__Try it__. The result should be an exact copy of the lines from the one with "Objective — for every instance of the person" through the last line of the data below, both included.

__Image-grounded pointing data__.
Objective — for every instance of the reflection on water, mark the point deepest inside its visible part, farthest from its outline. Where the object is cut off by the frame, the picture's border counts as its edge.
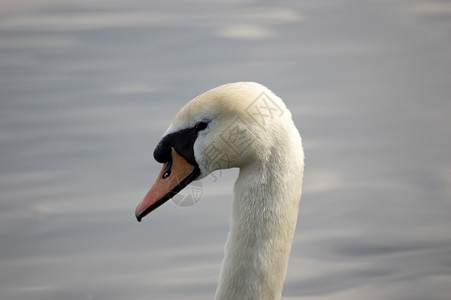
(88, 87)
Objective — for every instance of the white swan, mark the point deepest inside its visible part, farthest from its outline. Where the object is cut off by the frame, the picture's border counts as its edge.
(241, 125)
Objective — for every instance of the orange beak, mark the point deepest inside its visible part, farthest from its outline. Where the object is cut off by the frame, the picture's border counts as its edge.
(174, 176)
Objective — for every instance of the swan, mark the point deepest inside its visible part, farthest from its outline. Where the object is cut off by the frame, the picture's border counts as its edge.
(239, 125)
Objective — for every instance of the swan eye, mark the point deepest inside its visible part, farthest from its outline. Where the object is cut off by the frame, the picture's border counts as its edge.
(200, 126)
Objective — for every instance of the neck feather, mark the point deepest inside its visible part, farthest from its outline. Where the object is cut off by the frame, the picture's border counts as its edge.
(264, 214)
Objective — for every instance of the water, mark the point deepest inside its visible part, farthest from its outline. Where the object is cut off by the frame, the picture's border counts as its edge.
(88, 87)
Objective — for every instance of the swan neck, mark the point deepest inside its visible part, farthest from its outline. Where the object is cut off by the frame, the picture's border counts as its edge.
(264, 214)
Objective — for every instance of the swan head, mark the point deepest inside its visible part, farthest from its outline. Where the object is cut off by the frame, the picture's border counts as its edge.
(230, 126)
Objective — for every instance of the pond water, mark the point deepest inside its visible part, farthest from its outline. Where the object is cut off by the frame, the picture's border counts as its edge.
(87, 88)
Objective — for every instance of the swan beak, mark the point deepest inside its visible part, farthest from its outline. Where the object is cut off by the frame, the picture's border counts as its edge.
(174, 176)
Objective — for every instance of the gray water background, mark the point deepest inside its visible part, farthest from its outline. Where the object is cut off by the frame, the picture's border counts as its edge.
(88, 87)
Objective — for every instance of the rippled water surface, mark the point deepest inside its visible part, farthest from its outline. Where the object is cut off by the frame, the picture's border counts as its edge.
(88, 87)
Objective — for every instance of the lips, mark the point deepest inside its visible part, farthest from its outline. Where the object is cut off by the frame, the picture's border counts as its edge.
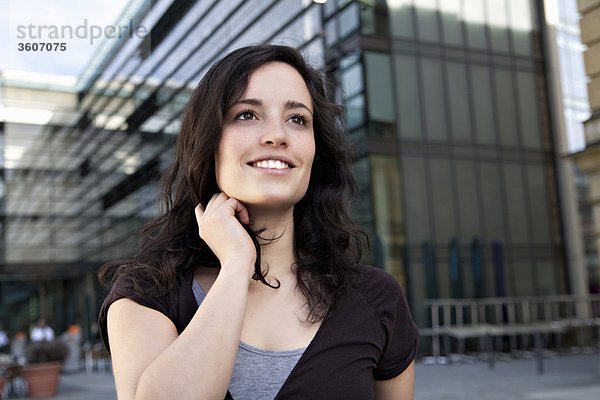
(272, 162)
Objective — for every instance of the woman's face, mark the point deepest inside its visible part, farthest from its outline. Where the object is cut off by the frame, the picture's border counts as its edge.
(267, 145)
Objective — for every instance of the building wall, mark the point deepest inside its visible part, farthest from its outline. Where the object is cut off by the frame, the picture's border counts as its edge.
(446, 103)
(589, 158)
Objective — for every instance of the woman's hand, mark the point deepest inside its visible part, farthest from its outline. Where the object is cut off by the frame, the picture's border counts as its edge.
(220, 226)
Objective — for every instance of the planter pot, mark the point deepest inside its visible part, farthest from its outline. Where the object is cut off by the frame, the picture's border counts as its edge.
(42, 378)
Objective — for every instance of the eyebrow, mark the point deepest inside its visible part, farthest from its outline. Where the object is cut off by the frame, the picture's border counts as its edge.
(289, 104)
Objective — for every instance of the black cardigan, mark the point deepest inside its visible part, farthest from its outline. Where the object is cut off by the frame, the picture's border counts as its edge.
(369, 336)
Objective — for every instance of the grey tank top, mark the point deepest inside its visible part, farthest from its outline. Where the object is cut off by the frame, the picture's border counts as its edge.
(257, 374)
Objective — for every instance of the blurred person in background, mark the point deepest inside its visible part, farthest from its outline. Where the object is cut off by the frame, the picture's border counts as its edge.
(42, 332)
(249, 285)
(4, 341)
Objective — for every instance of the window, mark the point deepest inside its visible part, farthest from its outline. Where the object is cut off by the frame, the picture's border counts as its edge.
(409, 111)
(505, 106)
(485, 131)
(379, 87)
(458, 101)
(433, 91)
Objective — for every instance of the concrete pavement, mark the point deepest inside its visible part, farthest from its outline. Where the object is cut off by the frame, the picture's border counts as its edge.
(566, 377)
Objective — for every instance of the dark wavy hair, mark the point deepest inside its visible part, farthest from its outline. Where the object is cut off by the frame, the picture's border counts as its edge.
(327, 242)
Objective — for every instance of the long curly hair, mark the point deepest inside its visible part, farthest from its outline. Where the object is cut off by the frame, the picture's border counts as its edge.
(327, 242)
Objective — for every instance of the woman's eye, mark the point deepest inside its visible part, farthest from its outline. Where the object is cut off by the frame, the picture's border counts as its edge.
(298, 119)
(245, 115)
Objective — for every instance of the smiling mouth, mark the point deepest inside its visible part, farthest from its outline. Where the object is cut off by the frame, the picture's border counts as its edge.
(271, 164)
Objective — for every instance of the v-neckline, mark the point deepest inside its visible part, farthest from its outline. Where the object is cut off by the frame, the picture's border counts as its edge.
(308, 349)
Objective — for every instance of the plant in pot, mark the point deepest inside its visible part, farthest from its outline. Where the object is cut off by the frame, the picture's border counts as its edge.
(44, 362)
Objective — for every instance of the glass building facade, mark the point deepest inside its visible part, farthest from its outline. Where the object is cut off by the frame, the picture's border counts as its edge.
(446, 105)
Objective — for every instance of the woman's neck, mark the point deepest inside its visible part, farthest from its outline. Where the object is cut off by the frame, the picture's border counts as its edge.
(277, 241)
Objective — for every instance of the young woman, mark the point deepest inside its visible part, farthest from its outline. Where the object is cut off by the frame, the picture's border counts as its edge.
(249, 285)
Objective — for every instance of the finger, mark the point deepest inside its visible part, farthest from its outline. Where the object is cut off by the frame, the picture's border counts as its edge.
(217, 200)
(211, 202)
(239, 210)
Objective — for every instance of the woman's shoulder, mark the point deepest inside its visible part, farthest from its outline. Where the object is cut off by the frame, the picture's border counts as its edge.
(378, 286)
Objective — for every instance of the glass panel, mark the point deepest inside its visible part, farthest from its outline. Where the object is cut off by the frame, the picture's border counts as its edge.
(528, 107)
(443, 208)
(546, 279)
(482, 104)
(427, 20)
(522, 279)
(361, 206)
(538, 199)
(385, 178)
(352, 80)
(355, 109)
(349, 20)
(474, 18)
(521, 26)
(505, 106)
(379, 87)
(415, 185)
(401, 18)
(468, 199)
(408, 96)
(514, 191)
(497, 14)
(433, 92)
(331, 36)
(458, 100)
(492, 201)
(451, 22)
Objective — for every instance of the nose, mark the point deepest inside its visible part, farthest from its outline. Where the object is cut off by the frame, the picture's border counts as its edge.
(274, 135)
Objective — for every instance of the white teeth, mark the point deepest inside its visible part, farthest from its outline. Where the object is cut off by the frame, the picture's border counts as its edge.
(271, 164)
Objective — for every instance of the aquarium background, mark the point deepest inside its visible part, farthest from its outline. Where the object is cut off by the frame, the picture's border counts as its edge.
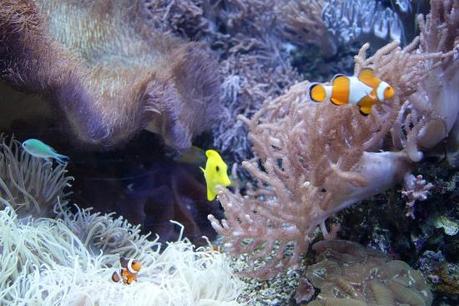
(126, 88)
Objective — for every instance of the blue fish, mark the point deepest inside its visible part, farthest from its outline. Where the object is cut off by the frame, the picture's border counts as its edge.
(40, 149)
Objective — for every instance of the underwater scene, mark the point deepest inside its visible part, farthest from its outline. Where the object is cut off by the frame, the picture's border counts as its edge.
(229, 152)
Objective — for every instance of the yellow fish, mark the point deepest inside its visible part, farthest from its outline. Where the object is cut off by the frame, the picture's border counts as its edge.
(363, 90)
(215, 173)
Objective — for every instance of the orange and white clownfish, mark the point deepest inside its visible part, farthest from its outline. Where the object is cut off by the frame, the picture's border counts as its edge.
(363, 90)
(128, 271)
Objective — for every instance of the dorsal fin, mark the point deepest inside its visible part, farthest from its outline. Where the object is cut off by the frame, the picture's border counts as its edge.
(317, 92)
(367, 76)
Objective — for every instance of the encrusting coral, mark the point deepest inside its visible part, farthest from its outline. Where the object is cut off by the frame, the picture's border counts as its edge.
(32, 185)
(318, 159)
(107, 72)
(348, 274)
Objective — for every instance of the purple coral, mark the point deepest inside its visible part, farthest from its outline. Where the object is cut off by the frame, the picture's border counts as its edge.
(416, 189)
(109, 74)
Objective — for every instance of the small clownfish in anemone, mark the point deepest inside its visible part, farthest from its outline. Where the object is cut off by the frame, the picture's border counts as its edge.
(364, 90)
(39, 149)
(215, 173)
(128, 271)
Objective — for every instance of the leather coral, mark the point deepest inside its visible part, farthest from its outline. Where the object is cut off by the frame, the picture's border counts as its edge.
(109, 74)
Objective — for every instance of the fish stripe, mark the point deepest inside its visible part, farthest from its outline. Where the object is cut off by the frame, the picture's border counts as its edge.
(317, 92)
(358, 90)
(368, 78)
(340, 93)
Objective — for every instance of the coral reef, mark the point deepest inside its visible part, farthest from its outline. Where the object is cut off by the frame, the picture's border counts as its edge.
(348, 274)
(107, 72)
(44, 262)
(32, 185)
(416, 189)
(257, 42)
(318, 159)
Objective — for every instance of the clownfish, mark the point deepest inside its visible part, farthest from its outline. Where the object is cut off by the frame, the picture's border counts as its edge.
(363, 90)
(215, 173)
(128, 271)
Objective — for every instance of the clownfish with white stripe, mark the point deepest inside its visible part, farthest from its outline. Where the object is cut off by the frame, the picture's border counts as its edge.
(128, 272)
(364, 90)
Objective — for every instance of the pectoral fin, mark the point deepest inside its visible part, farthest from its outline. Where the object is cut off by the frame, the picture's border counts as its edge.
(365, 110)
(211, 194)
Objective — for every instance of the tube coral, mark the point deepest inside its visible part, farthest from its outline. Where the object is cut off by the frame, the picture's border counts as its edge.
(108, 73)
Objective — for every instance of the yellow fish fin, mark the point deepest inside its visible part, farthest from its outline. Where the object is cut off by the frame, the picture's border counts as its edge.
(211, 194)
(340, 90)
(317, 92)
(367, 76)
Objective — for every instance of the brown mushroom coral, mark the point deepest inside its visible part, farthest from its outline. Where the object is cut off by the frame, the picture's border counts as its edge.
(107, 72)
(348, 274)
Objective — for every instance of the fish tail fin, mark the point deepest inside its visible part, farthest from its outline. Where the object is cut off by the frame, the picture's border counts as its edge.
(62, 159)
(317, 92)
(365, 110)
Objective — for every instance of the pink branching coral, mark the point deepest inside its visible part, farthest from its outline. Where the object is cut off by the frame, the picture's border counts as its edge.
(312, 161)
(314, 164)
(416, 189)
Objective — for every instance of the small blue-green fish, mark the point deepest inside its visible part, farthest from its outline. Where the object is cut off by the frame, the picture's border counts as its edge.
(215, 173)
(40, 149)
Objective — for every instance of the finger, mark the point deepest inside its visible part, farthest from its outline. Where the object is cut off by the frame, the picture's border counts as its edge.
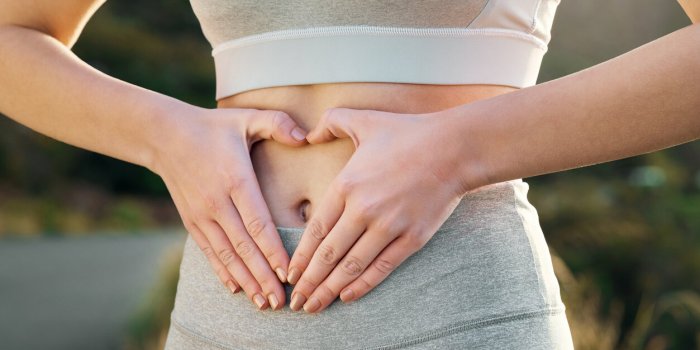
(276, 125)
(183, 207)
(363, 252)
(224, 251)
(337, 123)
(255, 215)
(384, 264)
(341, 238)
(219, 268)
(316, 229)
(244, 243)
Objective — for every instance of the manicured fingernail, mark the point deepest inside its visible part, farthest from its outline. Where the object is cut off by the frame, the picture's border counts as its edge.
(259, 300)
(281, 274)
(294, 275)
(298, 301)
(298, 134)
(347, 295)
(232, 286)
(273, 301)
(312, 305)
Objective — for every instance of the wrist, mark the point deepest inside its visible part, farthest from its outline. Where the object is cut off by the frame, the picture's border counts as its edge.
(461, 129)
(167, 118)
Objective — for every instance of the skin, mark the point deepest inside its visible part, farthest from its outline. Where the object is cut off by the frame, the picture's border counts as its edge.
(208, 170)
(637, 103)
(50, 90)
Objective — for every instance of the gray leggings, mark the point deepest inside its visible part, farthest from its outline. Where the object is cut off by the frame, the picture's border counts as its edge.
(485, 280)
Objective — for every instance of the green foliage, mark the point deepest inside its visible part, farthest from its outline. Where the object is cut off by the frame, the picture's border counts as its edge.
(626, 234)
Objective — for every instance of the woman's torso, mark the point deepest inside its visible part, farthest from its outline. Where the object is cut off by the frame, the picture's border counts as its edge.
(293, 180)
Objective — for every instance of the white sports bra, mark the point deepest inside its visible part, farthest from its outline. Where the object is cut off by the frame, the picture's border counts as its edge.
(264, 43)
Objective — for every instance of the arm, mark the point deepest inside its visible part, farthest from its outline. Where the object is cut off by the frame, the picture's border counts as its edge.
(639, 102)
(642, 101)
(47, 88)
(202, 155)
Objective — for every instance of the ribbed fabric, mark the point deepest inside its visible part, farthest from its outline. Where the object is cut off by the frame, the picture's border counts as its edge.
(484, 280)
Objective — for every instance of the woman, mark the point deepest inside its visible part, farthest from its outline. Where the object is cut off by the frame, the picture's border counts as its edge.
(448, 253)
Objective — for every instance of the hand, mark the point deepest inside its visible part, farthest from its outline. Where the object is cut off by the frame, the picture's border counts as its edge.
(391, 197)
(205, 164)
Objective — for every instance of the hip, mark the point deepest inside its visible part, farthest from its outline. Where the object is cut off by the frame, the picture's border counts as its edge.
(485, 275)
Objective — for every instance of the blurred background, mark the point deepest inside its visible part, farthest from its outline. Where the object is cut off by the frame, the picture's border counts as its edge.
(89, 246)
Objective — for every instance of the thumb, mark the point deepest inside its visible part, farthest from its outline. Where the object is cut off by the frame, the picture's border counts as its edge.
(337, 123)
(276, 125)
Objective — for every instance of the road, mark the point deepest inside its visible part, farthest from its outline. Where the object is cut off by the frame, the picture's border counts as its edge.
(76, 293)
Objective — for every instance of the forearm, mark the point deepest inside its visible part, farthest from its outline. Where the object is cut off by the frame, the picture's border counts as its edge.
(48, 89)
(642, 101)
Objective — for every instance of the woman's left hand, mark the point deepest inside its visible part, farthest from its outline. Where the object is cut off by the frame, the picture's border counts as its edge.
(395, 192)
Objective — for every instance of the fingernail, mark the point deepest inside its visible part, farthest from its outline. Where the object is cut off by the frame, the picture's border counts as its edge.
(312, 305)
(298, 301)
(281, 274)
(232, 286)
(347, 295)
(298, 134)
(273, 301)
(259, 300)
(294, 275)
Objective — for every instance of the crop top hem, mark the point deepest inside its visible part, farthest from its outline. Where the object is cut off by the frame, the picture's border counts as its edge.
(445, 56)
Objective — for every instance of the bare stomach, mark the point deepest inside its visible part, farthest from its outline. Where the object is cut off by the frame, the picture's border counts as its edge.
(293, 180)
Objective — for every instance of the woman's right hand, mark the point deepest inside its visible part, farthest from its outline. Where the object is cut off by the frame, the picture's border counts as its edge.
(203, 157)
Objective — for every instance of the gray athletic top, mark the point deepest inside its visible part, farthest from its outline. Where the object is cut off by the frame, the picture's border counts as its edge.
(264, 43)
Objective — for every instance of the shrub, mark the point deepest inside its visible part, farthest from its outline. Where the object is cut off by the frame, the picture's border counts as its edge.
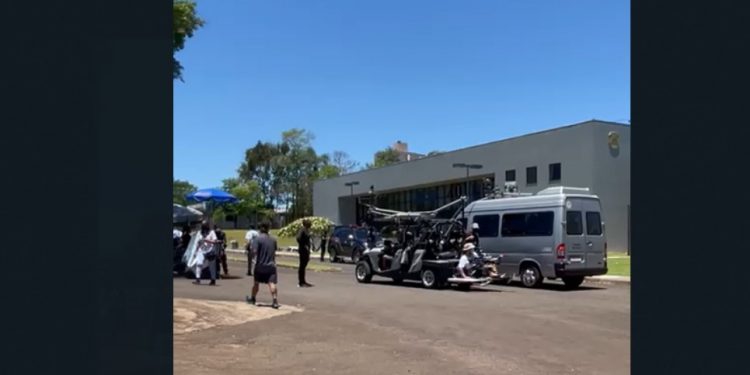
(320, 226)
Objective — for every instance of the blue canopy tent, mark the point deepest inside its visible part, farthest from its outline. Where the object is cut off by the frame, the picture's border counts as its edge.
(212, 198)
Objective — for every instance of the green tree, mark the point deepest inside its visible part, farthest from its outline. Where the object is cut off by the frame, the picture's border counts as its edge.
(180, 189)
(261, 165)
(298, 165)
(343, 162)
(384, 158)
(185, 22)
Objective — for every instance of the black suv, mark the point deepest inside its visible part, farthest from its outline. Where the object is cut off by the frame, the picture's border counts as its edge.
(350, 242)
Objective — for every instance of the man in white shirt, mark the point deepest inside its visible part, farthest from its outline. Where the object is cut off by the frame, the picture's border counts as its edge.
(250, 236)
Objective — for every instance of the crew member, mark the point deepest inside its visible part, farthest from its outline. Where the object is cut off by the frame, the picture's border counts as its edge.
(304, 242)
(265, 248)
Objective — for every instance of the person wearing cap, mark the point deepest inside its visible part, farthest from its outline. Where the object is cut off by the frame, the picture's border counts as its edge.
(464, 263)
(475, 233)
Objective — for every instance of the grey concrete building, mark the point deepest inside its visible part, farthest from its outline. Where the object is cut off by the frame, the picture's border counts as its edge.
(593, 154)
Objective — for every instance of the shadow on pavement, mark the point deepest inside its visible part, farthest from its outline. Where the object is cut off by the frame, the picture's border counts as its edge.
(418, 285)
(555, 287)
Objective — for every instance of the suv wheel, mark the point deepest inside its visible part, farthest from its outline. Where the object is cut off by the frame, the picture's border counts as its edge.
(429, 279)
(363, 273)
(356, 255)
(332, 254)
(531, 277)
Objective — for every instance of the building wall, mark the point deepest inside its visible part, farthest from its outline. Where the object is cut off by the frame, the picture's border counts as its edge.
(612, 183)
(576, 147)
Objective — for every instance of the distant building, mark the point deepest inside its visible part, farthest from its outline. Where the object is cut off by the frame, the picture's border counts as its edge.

__Response to the exercise__.
Objective — for every instance of the person wearing cap, mark the point deepest inside its visible part, farthest from its outline. Where the object is cut off by the frame, the picture's border counts as its edge.
(464, 263)
(475, 233)
Objective — for every instance of the grey concrete building, mark the point deepest inside its visible part, farthest from its outline. Where the object is cut off by the frame, the picture's border counts as its edge.
(593, 154)
Objective — for every instance of the shadow on pavement, mark the point deepest inside its visible part, farthest from its outline. Where the object is cut off by the frame, the picture's border counts as its edge.
(418, 285)
(555, 287)
Objective — for every instance of the suv wheel, mark the point deepest inside its visible part, farthest from its outline. Where the object is cut off by the frame, the picture's border counts as its edge.
(429, 279)
(363, 273)
(356, 255)
(332, 254)
(531, 277)
Objective — for every instance of the building wall, mark the point deepest inside its visible part, farthest from its outline. Where the object is cut off by the frame, the picture's border counts as its edge.
(612, 183)
(576, 147)
Objective — for every instance of the distant building, mark the point deepest inside its visible part, farthest from its outline. Where the object is cut off by the frame, the picture's border counts as its edge.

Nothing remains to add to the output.